Source excerpt:
• • • • • • •
/spm-18

Homework of the Parallel and Distributed Systems: Paradigms and Models course of the Computer Science and Networking Master's Degree @ University of Pisa

Primary LanguageC++

spm-18: exercises and final project

Homework and final project of the Parallel and Distributed Systems: Paradigms and Models course of the Computer Science and Networking Master's Degree @ University of Pisa.

Homework number Language/Framework/Tool Description
1 C++ A program that given a stream of std::vector<double> elements applies two functions (f1(x) = x + 1 and f2(x) = 2 * x) over all the items of each vector in the stream. The implementation uses only C++ base mechanisms and libraries.
The computation has been implemented both in a sequential way and in a parallel way. The parallel version has been implemented as a four stage pipeline on a shared memory multicore: STAGE1 generates a stream of m vectors of n items each (randomly filled), STAGE2 increases all the items in each input vector, STAGE3 doubles all the items in each input vector, STAGE4 prints the input vectors contents on screen. The performance has been measured in terms of scalability, speedup and efficiency.
• • • • • • •
Excerpted records:
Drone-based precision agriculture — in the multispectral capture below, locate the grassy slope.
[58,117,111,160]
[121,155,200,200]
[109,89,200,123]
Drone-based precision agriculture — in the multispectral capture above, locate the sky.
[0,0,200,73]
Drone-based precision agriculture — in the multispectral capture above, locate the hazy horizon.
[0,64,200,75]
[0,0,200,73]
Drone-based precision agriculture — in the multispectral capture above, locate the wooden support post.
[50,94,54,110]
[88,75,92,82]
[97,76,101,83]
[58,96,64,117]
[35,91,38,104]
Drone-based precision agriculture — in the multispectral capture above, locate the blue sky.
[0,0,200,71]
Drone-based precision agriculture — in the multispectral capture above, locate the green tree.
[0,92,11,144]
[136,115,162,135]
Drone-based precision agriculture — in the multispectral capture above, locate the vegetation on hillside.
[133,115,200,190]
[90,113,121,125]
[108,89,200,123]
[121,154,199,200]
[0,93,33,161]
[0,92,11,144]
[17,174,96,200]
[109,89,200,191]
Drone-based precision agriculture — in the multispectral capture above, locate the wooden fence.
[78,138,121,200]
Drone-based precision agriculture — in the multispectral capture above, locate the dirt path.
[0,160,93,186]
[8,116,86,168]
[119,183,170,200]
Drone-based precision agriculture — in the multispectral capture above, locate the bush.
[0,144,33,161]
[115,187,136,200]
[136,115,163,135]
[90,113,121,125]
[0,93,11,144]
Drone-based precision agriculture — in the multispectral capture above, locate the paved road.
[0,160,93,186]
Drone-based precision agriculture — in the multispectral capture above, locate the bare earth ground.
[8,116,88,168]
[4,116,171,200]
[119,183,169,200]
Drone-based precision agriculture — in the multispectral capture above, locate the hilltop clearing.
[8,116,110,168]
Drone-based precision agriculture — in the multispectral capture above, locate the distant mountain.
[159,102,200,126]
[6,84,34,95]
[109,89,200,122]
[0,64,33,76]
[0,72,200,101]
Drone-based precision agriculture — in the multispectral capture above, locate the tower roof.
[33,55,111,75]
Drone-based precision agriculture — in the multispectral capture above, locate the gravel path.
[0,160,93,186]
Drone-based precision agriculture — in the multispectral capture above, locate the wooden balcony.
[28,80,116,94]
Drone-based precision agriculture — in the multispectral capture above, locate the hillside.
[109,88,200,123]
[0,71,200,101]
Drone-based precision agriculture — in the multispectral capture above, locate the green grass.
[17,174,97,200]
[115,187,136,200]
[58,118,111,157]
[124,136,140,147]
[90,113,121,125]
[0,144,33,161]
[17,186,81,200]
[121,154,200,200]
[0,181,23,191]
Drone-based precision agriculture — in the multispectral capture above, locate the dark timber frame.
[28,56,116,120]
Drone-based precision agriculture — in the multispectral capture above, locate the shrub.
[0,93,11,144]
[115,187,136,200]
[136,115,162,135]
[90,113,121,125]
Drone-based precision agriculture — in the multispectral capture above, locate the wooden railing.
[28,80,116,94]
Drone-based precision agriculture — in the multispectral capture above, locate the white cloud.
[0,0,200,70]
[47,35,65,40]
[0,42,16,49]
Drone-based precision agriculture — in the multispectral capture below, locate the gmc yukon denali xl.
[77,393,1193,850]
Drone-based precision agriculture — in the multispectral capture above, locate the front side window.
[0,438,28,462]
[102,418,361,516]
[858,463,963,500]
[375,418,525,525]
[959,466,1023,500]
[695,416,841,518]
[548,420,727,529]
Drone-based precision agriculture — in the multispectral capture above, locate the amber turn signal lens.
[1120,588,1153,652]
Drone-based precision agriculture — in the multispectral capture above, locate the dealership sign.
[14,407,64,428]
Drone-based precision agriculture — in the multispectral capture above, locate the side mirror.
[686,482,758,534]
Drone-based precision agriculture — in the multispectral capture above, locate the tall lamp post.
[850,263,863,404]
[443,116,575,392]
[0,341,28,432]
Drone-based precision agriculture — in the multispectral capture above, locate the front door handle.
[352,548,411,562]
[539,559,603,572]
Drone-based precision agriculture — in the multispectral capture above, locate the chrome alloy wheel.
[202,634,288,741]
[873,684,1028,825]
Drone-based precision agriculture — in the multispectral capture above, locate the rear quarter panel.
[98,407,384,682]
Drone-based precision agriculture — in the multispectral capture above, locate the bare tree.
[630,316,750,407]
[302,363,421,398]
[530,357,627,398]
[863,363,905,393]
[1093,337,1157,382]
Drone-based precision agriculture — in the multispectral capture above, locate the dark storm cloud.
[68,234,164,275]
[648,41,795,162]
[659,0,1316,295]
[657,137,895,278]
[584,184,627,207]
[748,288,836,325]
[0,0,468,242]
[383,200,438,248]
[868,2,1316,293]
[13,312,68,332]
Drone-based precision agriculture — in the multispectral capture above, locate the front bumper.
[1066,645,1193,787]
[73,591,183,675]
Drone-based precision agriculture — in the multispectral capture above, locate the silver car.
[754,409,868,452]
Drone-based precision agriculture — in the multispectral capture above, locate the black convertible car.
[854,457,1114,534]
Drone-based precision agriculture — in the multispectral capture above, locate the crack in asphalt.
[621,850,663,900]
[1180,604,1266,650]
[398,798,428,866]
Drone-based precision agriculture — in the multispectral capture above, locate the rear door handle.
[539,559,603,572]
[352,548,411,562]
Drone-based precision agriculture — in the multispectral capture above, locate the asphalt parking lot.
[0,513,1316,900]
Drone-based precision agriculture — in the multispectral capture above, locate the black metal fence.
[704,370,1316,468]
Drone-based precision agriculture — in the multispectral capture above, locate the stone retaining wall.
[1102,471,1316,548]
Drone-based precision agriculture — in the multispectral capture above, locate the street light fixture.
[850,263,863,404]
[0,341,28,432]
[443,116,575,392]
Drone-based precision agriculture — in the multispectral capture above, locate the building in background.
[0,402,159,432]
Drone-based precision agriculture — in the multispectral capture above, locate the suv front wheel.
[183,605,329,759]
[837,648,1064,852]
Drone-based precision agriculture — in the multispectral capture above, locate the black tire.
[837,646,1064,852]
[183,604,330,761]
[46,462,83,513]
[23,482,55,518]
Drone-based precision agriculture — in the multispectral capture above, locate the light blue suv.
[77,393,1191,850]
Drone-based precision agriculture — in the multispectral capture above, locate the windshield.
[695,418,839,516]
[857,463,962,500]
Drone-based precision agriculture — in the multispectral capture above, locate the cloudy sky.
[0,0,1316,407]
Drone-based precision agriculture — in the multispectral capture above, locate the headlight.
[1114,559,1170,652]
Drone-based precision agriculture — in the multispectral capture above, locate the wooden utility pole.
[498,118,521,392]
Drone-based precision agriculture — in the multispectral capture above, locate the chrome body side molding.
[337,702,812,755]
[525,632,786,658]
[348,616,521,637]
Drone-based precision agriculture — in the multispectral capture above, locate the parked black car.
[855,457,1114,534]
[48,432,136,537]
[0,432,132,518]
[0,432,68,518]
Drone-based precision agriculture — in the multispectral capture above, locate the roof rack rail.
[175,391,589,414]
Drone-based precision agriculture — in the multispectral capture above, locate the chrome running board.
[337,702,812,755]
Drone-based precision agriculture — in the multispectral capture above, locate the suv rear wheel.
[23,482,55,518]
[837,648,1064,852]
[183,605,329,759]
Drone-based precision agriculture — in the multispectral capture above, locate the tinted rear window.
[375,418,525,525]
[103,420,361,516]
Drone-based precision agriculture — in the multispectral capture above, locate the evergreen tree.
• • • • • • •
Given exercise 1:
In the spm-18 description, what does STAGE3 of the parallel pipeline do?
Given exercise 2:
Please return the passage of the spm-18 description starting with "Homework and final" and going on through "mechanisms and libraries.".

Full response 1:
STAGE3 doubles all the items in each input vector.

Full response 2:
Homework and final project of the Parallel and Distributed Systems: Paradigms and Models course of the Computer Science and Networking Master's Degree @ University of Pisa.

Homework number Language/Framework/Tool Description
1 C++ A program that given a stream of std::vector<double> elements applies two functions (f1(x) = x + 1 and f2(x) = 2 * x) over all the items of each vector in the stream. The implementation uses only C++ base mechanisms and libraries.